> RECORD EXCERPTS
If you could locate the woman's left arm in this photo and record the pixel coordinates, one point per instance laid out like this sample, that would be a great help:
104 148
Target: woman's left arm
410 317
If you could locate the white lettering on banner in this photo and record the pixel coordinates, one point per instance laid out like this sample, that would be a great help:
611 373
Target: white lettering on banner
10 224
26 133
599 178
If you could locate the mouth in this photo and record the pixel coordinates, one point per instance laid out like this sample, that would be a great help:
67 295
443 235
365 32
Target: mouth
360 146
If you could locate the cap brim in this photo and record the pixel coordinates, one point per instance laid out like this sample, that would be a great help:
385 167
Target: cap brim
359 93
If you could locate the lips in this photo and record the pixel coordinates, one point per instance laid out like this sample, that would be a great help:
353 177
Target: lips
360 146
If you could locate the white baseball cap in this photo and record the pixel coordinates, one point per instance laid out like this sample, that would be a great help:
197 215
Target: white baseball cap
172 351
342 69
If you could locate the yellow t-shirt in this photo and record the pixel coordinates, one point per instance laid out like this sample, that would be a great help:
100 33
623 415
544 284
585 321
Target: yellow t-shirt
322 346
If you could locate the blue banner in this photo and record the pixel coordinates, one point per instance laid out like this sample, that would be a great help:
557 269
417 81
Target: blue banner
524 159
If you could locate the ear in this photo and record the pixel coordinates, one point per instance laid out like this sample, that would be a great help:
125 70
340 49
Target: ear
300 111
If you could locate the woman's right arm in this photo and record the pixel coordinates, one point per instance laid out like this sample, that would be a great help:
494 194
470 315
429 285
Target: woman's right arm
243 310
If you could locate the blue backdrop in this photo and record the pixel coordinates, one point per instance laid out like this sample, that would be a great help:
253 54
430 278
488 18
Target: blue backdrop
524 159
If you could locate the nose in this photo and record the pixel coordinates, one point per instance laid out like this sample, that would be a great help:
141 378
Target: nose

> DIRECTIONS
Reading through the records above, report each line in which the string "nose" is found.

> YOUR SOLUTION
If you could locate the nose in this photo and record the pixel coordinates, one point per instance laid out like this sample, that would be a great help:
Target: nose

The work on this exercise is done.